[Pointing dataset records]
────────────────────
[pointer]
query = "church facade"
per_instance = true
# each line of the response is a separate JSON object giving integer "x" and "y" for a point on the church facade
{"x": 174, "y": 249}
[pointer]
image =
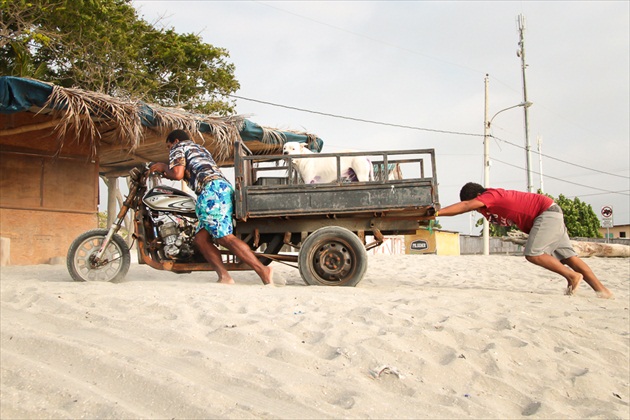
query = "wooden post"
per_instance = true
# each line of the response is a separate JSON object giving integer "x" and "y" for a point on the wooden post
{"x": 112, "y": 192}
{"x": 5, "y": 251}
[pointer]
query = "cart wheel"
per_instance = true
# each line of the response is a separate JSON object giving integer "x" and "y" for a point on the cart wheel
{"x": 332, "y": 256}
{"x": 274, "y": 246}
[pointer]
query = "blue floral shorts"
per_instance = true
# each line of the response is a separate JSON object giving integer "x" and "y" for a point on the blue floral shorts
{"x": 215, "y": 208}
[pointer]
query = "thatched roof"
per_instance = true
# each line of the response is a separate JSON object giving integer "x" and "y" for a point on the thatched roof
{"x": 123, "y": 133}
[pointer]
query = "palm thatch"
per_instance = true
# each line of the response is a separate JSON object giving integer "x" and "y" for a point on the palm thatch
{"x": 122, "y": 133}
{"x": 81, "y": 112}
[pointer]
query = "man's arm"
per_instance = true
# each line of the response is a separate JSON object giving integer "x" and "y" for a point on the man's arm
{"x": 461, "y": 207}
{"x": 175, "y": 173}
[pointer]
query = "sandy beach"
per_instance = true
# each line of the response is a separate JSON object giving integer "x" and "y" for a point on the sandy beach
{"x": 420, "y": 337}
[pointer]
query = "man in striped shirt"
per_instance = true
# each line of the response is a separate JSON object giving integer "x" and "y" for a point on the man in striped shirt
{"x": 194, "y": 164}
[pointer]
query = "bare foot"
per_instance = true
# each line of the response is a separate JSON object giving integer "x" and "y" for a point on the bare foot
{"x": 605, "y": 294}
{"x": 226, "y": 280}
{"x": 268, "y": 278}
{"x": 573, "y": 284}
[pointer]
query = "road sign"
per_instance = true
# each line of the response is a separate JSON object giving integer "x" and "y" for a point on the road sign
{"x": 607, "y": 212}
{"x": 607, "y": 217}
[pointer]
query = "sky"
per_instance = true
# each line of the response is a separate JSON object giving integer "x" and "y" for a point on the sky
{"x": 422, "y": 65}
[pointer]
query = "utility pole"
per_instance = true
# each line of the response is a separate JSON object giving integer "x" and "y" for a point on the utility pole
{"x": 521, "y": 53}
{"x": 542, "y": 188}
{"x": 486, "y": 166}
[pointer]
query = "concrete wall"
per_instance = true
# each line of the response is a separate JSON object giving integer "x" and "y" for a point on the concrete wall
{"x": 437, "y": 242}
{"x": 473, "y": 245}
────────────────────
Pictures in the records above are not copied; print everything else exactly.

> EXERCISE RESULT:
[pointer]
query = "church facade"
per_instance = true
# each line of the response is a separate JSON object giving integer "x" and "y" for a point on the church facade
{"x": 174, "y": 249}
[pointer]
image =
query = "wooden post"
per_instance = true
# each line of the response is a separate JSON object giving integer "x" and "y" for a point on the wooden post
{"x": 112, "y": 192}
{"x": 5, "y": 251}
[pointer]
query = "cart wheel"
per_instance = true
# each line of the response is a separate JSON object giving integer "x" and "y" for a point on the cart wheel
{"x": 332, "y": 256}
{"x": 274, "y": 246}
[pointer]
query = "blue floral shorts"
per_instance = true
# each line of the response is a separate JSON object giving integer "x" and "y" for a point on the blue floral shorts
{"x": 215, "y": 208}
[pointer]
query = "thatched roof"
per_instance = true
# each line of the response is a separate JSON object giving integer "x" and "y" for a point on the thatched roof
{"x": 123, "y": 133}
[pointer]
query = "palm thatch"
per_instance = true
# each line of the response is a separate JSON object giving integer "x" and "y" for a point on the palm thatch
{"x": 122, "y": 133}
{"x": 81, "y": 112}
[pointer]
query = "man's arm"
per_instance = true
# each line of the response is a separate JSON object giving integer "x" and "y" for a point on the man's arm
{"x": 461, "y": 207}
{"x": 175, "y": 173}
[pointer]
query = "sandy beach"
per_instance = true
# each line of the response is a separate JSON object giving integer "x" and "y" for a point on the sandy beach
{"x": 420, "y": 337}
[pointer]
query = "man in striped shirt"
per_instance = true
# each line of the response is a separate JSON object giving integer "x" and "y" for a point on the man in striped shirt
{"x": 194, "y": 164}
[pointer]
query = "bare foot"
per_instance = true
# each line of the response is a separate JSON object giving integer "x" and "y" for a point on the bare foot
{"x": 605, "y": 294}
{"x": 226, "y": 280}
{"x": 268, "y": 278}
{"x": 573, "y": 284}
[pointer]
query = "road sign"
per_instance = true
# each line of the response is a separate JSON object giving integer "x" and "y" for a point on the road sign
{"x": 607, "y": 212}
{"x": 607, "y": 217}
[pointer]
query = "sky"
per_instance = true
# each line of the response is a separate JSON object giving integer "x" and "y" for a point on the sky
{"x": 422, "y": 65}
[pointer]
query = "utility pole"
per_instance = true
# each line of the response is a separate JSON object giving integer "x" and "y" for a point on the utility pole
{"x": 521, "y": 53}
{"x": 542, "y": 188}
{"x": 486, "y": 166}
[pointer]
query = "concrete wall"
per_instance = true
# each line of the response is a separate JSON object giving integer "x" and "y" for a point on the concrete wall
{"x": 437, "y": 242}
{"x": 473, "y": 245}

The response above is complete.